Exercise prompt: Report how many lines of the material below contain the string "hook". Give only the number.
>> START
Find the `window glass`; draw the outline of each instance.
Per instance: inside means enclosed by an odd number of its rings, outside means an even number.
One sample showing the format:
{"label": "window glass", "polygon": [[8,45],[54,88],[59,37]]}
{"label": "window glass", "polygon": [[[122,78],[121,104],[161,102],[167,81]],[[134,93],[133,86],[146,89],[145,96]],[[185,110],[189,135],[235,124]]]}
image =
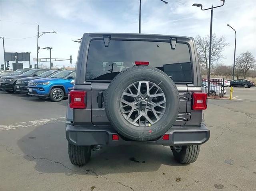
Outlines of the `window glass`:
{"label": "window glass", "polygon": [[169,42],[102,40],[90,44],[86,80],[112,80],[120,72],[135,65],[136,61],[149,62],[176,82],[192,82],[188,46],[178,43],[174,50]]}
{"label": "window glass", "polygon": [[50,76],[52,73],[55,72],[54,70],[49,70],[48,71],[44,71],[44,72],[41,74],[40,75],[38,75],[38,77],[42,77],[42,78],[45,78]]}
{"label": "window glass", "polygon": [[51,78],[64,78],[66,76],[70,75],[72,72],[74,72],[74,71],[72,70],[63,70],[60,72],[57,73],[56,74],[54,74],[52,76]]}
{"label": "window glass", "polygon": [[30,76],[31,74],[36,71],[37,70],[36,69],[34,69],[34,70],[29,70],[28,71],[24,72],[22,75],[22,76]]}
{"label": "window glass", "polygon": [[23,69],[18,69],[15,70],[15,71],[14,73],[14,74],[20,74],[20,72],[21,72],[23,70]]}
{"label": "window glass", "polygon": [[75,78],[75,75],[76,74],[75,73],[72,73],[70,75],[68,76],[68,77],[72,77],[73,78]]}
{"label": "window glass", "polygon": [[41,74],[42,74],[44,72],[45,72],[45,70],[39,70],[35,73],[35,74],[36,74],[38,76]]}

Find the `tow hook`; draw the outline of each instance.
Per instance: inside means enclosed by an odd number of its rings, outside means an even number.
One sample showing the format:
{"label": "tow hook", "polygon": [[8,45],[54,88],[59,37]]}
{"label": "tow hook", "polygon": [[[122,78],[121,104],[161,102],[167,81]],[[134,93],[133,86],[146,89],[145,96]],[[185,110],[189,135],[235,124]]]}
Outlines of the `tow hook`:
>> END
Full solution: 4